▸ INSTRUCTION
Please show, copied in full, each line of the records below that contains the word "wheelchair".

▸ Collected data
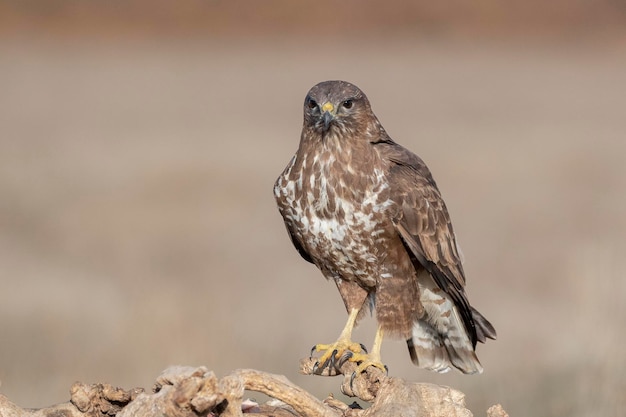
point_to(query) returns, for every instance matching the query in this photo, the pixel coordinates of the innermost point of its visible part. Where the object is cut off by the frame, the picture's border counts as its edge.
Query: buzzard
(367, 212)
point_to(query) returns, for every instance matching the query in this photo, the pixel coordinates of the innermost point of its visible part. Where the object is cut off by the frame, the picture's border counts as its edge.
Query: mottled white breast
(342, 228)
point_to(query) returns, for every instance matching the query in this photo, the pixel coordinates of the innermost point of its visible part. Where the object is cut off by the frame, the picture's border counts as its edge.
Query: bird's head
(336, 107)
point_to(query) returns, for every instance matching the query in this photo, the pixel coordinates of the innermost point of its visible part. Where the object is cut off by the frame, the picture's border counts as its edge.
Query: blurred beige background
(139, 142)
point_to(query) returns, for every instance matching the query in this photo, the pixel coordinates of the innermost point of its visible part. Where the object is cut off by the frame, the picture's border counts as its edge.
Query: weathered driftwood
(190, 392)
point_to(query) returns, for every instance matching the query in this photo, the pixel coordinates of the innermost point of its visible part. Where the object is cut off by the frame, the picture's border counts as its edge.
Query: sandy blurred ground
(138, 228)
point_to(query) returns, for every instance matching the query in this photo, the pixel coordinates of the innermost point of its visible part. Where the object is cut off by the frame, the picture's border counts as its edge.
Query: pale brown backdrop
(139, 142)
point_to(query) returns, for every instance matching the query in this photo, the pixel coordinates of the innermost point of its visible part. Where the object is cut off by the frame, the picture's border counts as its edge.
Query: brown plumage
(368, 214)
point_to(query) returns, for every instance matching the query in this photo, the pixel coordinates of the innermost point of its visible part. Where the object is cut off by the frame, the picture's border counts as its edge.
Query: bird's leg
(373, 358)
(343, 349)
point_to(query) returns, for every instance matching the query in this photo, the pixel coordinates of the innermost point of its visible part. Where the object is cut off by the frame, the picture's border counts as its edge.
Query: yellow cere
(328, 106)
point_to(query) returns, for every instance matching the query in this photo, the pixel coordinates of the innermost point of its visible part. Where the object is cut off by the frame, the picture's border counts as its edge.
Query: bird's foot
(336, 354)
(364, 361)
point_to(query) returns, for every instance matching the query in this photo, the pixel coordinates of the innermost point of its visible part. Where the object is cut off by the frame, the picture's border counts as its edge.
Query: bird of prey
(367, 212)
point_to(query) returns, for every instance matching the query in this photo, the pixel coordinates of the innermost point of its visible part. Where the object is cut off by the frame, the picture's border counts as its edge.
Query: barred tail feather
(440, 340)
(435, 352)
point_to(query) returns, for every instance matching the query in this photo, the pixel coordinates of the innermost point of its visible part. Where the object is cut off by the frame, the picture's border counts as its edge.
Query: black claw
(344, 358)
(332, 359)
(352, 380)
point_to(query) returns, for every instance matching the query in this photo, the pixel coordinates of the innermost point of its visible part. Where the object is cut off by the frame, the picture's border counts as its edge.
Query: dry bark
(190, 392)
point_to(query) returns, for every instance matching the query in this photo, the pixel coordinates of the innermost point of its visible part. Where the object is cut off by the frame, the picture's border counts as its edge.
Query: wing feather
(424, 225)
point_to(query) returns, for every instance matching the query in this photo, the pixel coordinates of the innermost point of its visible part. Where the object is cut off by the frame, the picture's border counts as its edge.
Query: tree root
(190, 392)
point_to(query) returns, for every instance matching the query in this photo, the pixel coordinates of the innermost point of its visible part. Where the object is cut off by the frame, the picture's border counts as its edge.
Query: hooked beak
(328, 114)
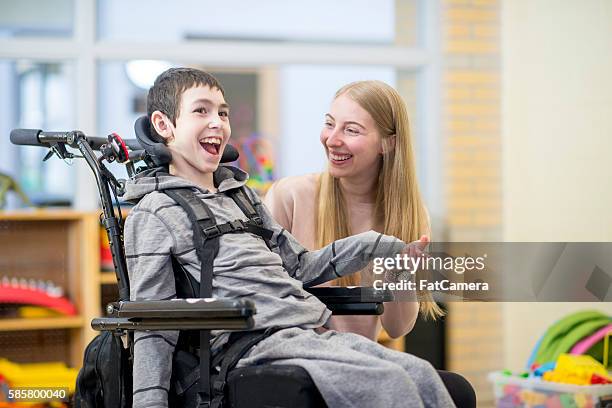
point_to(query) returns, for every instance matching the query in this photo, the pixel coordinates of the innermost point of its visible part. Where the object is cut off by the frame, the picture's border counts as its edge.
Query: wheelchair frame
(176, 314)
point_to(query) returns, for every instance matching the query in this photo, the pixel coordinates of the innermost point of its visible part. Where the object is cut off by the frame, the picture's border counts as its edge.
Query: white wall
(557, 140)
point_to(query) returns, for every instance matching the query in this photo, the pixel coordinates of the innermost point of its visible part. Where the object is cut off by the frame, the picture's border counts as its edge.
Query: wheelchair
(254, 386)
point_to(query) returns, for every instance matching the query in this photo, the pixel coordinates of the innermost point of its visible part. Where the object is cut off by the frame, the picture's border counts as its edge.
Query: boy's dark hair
(165, 94)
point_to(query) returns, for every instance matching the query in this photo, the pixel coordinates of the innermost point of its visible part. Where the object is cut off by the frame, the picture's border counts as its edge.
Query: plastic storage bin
(513, 392)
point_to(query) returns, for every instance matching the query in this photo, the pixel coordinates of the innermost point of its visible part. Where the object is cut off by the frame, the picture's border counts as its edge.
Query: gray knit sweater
(158, 228)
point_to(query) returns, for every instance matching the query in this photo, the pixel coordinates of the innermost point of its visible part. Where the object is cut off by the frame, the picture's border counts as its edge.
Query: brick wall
(472, 180)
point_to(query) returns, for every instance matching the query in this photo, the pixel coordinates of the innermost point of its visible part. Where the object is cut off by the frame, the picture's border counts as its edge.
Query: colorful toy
(577, 369)
(565, 368)
(43, 375)
(256, 155)
(566, 333)
(35, 293)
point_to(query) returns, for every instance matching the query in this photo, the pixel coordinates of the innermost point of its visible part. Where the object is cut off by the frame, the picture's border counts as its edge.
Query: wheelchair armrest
(178, 314)
(352, 300)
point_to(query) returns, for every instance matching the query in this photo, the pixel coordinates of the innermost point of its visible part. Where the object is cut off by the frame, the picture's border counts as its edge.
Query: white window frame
(86, 51)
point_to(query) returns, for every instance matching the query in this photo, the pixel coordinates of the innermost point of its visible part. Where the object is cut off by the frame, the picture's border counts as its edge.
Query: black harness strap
(206, 235)
(243, 202)
(207, 248)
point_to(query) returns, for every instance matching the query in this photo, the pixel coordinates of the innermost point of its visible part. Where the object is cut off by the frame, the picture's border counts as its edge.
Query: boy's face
(202, 130)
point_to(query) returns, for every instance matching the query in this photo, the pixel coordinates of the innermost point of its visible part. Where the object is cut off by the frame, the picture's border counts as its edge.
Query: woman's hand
(416, 248)
(399, 317)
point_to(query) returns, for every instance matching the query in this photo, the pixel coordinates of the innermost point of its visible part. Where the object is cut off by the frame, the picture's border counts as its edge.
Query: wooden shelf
(42, 215)
(60, 245)
(72, 322)
(108, 278)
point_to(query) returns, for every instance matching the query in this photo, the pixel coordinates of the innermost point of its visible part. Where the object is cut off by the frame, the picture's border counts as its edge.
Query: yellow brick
(487, 220)
(457, 125)
(472, 156)
(475, 172)
(471, 47)
(472, 77)
(458, 220)
(458, 2)
(471, 15)
(458, 30)
(471, 202)
(471, 142)
(458, 93)
(485, 31)
(473, 109)
(484, 2)
(486, 94)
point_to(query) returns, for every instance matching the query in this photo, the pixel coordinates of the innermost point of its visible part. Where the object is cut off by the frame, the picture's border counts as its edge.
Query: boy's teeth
(340, 156)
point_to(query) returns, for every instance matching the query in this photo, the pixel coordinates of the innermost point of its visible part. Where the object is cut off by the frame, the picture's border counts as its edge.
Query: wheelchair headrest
(159, 152)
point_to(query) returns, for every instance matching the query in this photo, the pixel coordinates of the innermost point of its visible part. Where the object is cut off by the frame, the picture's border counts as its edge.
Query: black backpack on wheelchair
(199, 378)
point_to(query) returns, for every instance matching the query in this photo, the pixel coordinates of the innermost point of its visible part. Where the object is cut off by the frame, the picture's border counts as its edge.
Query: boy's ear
(162, 125)
(388, 144)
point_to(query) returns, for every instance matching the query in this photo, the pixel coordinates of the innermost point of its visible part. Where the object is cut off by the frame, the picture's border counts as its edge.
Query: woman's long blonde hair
(398, 207)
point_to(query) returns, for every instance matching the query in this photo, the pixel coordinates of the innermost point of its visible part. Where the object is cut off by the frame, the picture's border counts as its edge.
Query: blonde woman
(370, 184)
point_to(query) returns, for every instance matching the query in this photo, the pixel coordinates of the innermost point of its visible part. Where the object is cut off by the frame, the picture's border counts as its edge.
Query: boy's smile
(202, 130)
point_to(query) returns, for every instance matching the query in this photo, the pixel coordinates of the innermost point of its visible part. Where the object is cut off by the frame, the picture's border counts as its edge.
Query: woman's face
(351, 140)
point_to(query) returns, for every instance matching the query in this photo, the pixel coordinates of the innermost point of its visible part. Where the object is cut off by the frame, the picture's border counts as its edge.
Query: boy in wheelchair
(258, 260)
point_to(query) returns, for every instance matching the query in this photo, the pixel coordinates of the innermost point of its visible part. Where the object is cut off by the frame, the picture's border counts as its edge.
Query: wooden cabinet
(61, 247)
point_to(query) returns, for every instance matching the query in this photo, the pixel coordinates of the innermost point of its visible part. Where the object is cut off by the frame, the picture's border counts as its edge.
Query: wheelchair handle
(36, 137)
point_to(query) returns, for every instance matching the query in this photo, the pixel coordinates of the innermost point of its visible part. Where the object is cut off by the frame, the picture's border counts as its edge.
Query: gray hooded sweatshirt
(157, 228)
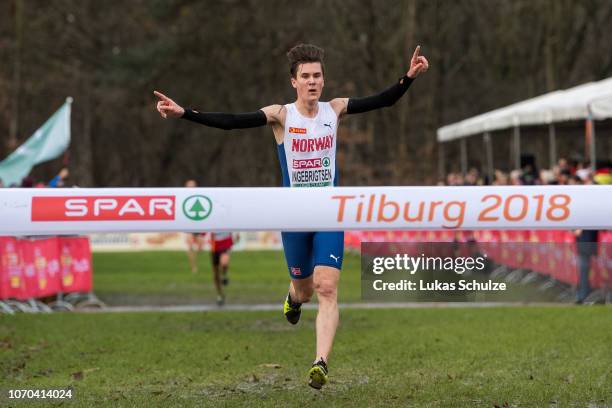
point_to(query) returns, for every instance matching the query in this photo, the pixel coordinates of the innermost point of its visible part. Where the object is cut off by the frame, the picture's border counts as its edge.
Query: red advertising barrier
(511, 248)
(12, 282)
(75, 264)
(35, 268)
(41, 267)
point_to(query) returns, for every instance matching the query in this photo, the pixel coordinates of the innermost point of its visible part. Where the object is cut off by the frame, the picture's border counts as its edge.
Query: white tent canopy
(569, 104)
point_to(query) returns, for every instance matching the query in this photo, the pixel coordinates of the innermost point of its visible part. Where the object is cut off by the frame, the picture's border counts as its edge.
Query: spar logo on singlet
(300, 131)
(315, 163)
(197, 207)
(312, 145)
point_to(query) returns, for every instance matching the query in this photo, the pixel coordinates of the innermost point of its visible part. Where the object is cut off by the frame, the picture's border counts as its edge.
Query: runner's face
(308, 81)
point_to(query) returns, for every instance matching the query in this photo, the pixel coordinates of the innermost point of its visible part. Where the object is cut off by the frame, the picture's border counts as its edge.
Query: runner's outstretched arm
(389, 96)
(170, 109)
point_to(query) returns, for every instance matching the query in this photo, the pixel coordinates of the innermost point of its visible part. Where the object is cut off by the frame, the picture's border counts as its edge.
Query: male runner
(220, 245)
(305, 133)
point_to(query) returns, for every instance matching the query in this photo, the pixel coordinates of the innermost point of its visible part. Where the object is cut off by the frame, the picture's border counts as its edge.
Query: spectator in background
(27, 182)
(515, 177)
(501, 178)
(58, 181)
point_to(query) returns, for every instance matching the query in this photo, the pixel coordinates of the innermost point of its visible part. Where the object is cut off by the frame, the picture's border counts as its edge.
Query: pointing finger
(416, 52)
(161, 96)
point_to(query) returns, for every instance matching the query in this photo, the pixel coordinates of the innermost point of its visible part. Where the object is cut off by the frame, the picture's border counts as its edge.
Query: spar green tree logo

▸ SOLUTION TO THIS TASK
Query: wheelchair frame
Query: wheelchair
Query: wheelchair armrest
Query: wheelchair headrest
Query: black backpack on wheelchair
Query: boy in wheelchair
Query: wheelchair handle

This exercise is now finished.